- _Passage_:
=======
Behind every great team is a great person in charge.

UCLA had John Wooden. The Pack had Vince Lombardi. You can break the Yankees up into the eras of Miller Huggins, Joe McCarthy, Casey Stengel, Billy Martin and Joe Torre. And everyone in this region knows about someone named Red.

These days, the New England sports landscape is beautifully adorned with two leaders who are both at the top of their profession. The similarities between the men are growing by leaps and bounds. In Terry Francona and Bill Belichick, this area has two men who are largely responsible for delivering five world championships to this area since Y2K, and with more likely on the way.

They aren't carbon copies of each other. The men are at opposite ends of the emotional scale, with Francona being high strung and Belichick more laid back. Belichick is basically physically fit while Francona battles serious health issues. Francona is a former major league player, Belichick never played in the NFL. Francona went to college out west (Arizona), while Belichick stayed close to home (Wesleyan).

But both men know each other, have spoken to each other often, and respect each other a great deal. Belichick is not given to be gabby at press conferences, but on the occasion where the subject of the Red Sox comes up, Belichick will often toss props the way of Francona. Francona has had Belichick visit the Sox both in Boston and in Fort Myers.

Francona and Belichick are both right now at the zenith of their respective sports. They are both a terrific expose on how to run a team in their respective sport. TBoth have both found the right winning formula which works great for them.

That said, here are five major areas which provide interesting comparison and discussion.

Chip off the old block

Francona often goes by the nickname "Tito". His father, John Francona, was a major leaguer from 1956 to 1970, spending most of his career with Cleveland. John always went by the nickname Tito. It was his father's nickname that was passed along to the Sox skipper, and it is rare when you have a father and a son who share the same nickname.

The elder Francona hit .272 for his career, had a career .343 OBP, and hit for moderate power. According to Baseball Reference.com, the hitters most similar to Francona are Kevin Bass, Bruce Bochte and Jeffrey Leonard, all of them solid hitters in the 1970s and 1980s. The younger Francona played only ten seasons in the bigs, nearly had the same career average as his father (.274), and despite lower power numbers than his dad, his most similar hitter over his career was Jim Holt, the big utility infielder who made the final out for Oakland against Boston in the 1975 ALCS.
=======
[Labeled-object pointing entries]

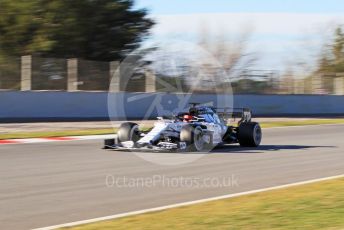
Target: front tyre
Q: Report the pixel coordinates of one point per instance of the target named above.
(249, 134)
(193, 137)
(128, 131)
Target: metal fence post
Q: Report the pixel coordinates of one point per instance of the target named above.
(339, 85)
(72, 74)
(115, 77)
(150, 81)
(26, 72)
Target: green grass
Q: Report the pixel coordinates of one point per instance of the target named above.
(313, 206)
(19, 135)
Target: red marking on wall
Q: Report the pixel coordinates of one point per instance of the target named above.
(8, 142)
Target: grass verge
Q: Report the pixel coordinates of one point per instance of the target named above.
(18, 135)
(313, 206)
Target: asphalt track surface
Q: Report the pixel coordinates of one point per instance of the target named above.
(54, 183)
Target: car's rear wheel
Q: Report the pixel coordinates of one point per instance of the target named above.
(128, 131)
(249, 134)
(193, 137)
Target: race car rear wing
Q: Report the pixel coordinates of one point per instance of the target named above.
(244, 114)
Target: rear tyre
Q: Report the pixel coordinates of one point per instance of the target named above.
(128, 131)
(193, 137)
(249, 134)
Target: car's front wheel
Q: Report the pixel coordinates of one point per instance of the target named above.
(128, 131)
(249, 134)
(193, 137)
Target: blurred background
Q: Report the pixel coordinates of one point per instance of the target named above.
(292, 47)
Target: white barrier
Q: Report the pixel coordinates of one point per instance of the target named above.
(49, 105)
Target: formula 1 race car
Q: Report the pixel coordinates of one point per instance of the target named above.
(200, 129)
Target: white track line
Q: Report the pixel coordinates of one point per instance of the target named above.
(186, 203)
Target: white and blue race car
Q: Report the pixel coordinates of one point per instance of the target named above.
(200, 129)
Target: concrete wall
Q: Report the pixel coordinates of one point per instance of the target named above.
(30, 105)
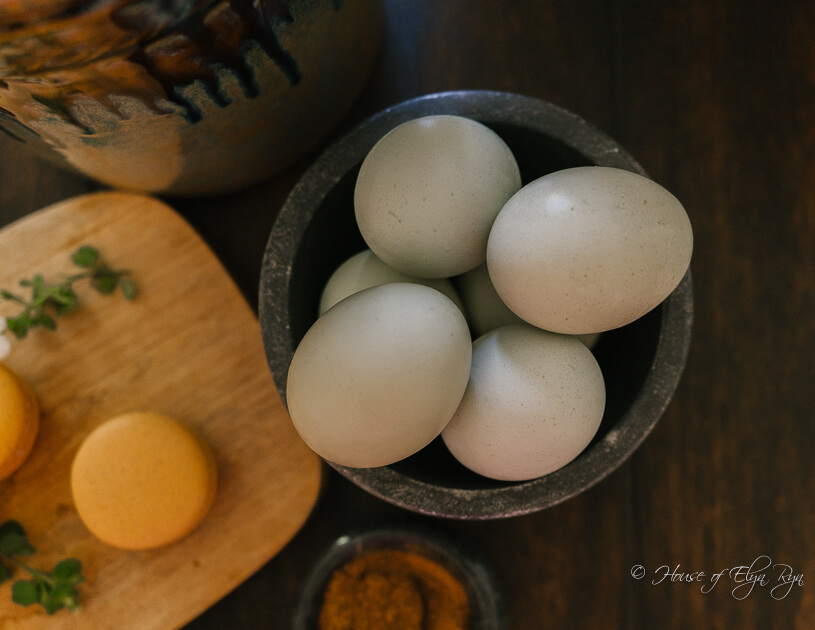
=======
- _Requirement 1_: Put the rows above, from the line containing "Target: car's front wheel" through the last of the rows, inclusive, into a numbered list with blank lines dropped. Leave the pictures out of your answer.
- _Requirement 2_: Continue the article comparing Terry Francona and Bill Belichick from the point where it stops.

- _Task response 1_:
1. Target: car's front wheel
2. Q: Report the pixel coordinates of one point per instance of the target named above.
3. (128, 131)
4. (249, 134)
5. (193, 137)
6. Target: blurred background
7. Q: Report the pixel coordinates of one point per instance of the target named above.
8. (292, 47)
9. Target: white barrier
10. Q: Report the pixel coordinates of one point per instance of the target named above.
11. (49, 105)
12. Target: formula 1 race car
13. Q: Report the pixel coordinates of one point per instance of the target named above.
14. (200, 129)
15. Target: white track line
16. Q: Report the pixel coordinates of one point per instance of the target named above.
17. (186, 203)
18. Target: white and blue race car
19. Q: Report the pixel coordinates of one point per instance of the target named above.
20. (200, 129)
21. Target: concrete wall
22. Q: Report the pixel coordinates of one point per instance of the target named above.
23. (30, 105)

- _Task response 2_:
Belichick, meanwhile, had his celebrated father to lean on for upbringing and advice. The late Steve Belichick made his mark as an assistant coach at the U.S. Naval Academy in Annapolis, Maryland. Bill hung out with his dad a lot as a youth and learned from his dad about how to break down film. Steve shaped his son for what would become his life's work.

And of course, you see the elder Belichick in most all the victory films. The last image Patriot Nation saw of Steve was him getting drenched with a Gatorade bucket while standing next to his son at the winning moment at Super Bowl XXXIX. You had to wonder how dad didn't drop dead of a heart attack. About 8 months later, he did. His son found out, coached a game, then went down to Annapolis to say his final goodbye. His being able to pay his respects to his dad while barely missing a beat back at Foxborough was not lost on the Patriot players and the organization. There was a toughness that Steve instilled in Bill, and it came through loud and clear during perhaps the darkest moment of his life.

You stink, coach! Get lost! You should never coach again!

Don't bring up the name Terry Francona in Philadelphia. Ditto for Bill Belichick in Cleveland.

Francona had a lousy Phillies team under his stewardship from 1997 to 2000. In four years, his teams finished third twice and fifth twice. In what is perhaps the worst town in America in terms of fan tolerance (Santa Claus was once booed at an Eagles game), Francona was made the scapegoat.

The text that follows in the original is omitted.